Requirement:
All records should be reproduced verbatim.

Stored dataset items
## begin
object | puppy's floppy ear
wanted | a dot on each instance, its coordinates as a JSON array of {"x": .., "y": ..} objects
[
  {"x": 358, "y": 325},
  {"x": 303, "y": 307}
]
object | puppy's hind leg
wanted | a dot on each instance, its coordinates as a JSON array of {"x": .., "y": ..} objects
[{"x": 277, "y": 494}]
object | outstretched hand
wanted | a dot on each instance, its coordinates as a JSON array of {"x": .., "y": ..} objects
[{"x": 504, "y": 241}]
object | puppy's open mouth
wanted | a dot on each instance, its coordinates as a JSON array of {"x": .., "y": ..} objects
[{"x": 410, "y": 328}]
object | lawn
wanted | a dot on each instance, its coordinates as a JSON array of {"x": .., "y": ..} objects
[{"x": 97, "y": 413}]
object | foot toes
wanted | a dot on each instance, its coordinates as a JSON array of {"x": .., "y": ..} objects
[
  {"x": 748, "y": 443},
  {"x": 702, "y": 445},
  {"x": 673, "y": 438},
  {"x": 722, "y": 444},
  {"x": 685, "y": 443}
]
## end
Written response:
object | puppy's floppy ear
wanted | a dot on each instance, its coordinates as a JSON array of {"x": .., "y": ..} objects
[
  {"x": 358, "y": 325},
  {"x": 303, "y": 307}
]
object | puppy's hind leg
wanted | a dot on each instance, its coordinates as a JSON array of {"x": .., "y": ..} objects
[{"x": 277, "y": 494}]
object | outstretched hand
wanted | a dot on each instance, its coordinates as a JSON array of {"x": .., "y": ..} objects
[{"x": 504, "y": 241}]
object | puppy's open mouth
wanted | a dot on each instance, its coordinates as a JSON array of {"x": .., "y": ..} objects
[{"x": 410, "y": 328}]
object | lawn
wanted | a dot on each instance, its coordinates as a JSON array of {"x": .., "y": ..} objects
[{"x": 97, "y": 413}]
object | foot toes
wanted | a dot on each instance, its coordinates as a JSON array of {"x": .., "y": ..} objects
[
  {"x": 748, "y": 443},
  {"x": 702, "y": 445},
  {"x": 673, "y": 438},
  {"x": 722, "y": 444},
  {"x": 685, "y": 443}
]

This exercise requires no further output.